**What you are asked to do:**
Gather and copy, in full, every line of the material below that contains the string "canopy". Case counts.

◆ ◆ ◆ ◆

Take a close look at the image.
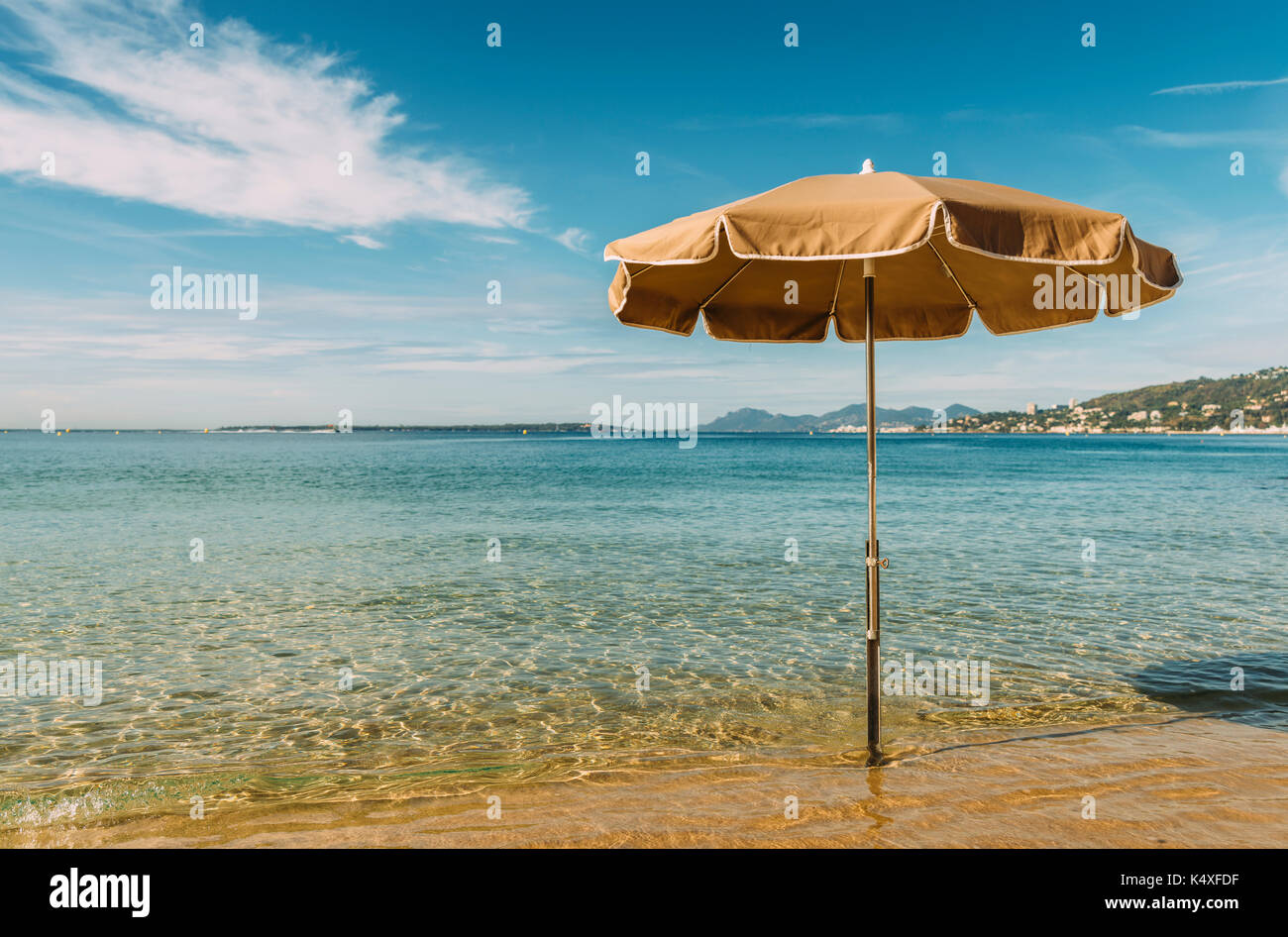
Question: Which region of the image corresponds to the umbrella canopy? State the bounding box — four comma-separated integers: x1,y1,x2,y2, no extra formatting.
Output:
604,160,1181,765
604,172,1181,343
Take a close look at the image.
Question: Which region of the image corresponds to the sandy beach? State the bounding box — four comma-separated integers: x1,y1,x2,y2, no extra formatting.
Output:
0,717,1288,848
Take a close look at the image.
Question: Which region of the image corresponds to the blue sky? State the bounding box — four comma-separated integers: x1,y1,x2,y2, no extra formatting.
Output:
0,0,1288,429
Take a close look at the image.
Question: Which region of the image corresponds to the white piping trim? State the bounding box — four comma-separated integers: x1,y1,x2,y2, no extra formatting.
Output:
604,203,1185,291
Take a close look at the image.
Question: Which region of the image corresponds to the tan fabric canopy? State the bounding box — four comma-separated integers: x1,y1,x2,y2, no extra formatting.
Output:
604,172,1181,343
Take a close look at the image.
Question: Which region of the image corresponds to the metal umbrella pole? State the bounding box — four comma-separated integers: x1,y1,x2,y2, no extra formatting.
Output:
863,258,889,765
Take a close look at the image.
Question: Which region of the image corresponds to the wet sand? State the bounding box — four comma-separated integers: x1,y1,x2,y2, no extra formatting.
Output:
0,717,1288,847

◆ ◆ ◆ ◆

**Result of this task:**
Question: Which region of the image corresponds to the umbrella canopy? State the bounding box — four comma-separated integers: x1,y1,x2,y2, no extra formatting.
Question: Which region of the image corresponds to the tan fabric canopy? State the bounding box — four comma-separated integers: x1,y1,x2,y2, no extra formatting.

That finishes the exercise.